**EXERCISE DATA**

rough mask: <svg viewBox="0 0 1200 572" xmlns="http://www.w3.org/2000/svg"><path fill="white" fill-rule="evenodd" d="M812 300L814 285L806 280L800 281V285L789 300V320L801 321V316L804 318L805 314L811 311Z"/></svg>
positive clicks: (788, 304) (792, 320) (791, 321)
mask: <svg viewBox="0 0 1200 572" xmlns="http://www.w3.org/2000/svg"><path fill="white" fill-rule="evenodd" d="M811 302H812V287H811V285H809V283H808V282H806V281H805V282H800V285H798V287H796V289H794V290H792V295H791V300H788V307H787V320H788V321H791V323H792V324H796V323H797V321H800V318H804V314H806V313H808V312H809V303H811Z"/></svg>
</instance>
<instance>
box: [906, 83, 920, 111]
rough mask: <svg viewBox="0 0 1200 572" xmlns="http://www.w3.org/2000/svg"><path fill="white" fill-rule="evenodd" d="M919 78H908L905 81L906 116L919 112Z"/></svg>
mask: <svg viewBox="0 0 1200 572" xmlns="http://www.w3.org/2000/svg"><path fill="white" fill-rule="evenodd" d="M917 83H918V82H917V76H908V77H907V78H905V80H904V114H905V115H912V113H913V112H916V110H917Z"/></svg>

...

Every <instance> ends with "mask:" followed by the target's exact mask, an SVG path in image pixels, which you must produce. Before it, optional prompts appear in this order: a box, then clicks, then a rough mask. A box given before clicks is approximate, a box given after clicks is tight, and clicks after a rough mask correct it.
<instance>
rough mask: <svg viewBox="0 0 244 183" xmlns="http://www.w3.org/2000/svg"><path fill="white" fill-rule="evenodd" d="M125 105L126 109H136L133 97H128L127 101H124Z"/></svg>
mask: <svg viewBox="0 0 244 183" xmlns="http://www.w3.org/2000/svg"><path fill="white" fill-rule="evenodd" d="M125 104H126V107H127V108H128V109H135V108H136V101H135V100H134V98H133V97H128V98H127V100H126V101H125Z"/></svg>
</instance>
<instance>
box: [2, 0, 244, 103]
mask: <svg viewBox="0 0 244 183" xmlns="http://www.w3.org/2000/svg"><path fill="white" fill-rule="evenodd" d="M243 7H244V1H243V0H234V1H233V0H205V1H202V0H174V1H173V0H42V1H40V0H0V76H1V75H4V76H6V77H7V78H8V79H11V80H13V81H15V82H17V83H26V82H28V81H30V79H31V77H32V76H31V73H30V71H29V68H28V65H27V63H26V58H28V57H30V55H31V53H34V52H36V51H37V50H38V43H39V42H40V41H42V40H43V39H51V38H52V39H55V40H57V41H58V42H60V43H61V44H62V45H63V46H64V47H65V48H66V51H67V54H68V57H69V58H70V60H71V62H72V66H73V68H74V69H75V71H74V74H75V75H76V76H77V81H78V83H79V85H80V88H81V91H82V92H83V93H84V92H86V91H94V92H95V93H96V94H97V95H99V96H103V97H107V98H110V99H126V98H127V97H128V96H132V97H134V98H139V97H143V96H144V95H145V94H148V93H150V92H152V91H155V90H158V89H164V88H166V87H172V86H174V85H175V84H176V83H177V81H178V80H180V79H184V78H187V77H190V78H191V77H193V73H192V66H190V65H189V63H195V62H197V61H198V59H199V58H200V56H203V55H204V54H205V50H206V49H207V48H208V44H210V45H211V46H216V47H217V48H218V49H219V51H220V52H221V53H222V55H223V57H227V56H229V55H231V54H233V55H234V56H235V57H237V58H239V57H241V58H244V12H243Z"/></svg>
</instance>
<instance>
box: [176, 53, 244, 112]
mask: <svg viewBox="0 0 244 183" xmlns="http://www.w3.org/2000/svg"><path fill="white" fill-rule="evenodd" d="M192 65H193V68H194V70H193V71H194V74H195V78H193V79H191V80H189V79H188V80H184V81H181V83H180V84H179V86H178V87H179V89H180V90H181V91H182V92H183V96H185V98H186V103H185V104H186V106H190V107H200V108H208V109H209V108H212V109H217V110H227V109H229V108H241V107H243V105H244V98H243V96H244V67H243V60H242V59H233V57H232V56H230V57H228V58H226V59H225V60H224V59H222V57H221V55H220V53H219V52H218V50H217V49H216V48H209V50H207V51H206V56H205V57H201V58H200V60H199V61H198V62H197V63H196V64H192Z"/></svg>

---

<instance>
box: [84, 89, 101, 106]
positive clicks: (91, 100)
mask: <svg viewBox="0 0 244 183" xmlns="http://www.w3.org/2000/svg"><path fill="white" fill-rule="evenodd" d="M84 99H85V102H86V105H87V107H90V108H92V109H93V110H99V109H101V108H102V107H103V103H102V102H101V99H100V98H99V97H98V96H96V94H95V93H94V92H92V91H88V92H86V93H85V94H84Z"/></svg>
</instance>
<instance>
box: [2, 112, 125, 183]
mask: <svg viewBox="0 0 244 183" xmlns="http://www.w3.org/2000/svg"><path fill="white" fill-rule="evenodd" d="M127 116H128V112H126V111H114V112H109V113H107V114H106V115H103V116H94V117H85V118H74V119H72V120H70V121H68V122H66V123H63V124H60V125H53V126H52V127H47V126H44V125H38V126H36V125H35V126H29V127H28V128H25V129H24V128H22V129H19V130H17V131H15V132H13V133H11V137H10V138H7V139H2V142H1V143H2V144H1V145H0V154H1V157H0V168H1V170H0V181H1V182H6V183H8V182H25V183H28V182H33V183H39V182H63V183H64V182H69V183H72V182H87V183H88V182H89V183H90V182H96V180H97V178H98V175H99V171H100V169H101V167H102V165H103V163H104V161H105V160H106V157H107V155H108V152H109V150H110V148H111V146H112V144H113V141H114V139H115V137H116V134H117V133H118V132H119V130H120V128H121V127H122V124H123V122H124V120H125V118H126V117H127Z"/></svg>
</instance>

**REQUIREMENT**
Give the exact lines, and only those, from the line containing "300L814 285L806 280L800" through the line containing "box: [906, 83, 920, 111]" in the entries above.

**TASK RESULT**
rough mask: <svg viewBox="0 0 1200 572" xmlns="http://www.w3.org/2000/svg"><path fill="white" fill-rule="evenodd" d="M812 300L814 285L806 280L800 281V285L789 300V320L801 321V316L804 318L805 314L811 311Z"/></svg>
positive clicks: (788, 304) (792, 320) (791, 321)
mask: <svg viewBox="0 0 1200 572" xmlns="http://www.w3.org/2000/svg"><path fill="white" fill-rule="evenodd" d="M811 302H812V287H811V285H809V283H808V282H806V281H805V282H800V285H798V287H796V289H794V290H792V295H791V300H788V307H787V320H788V321H791V323H792V324H796V323H797V321H800V318H804V314H806V313H808V312H809V303H811Z"/></svg>
</instance>
<instance>
box: [906, 83, 920, 111]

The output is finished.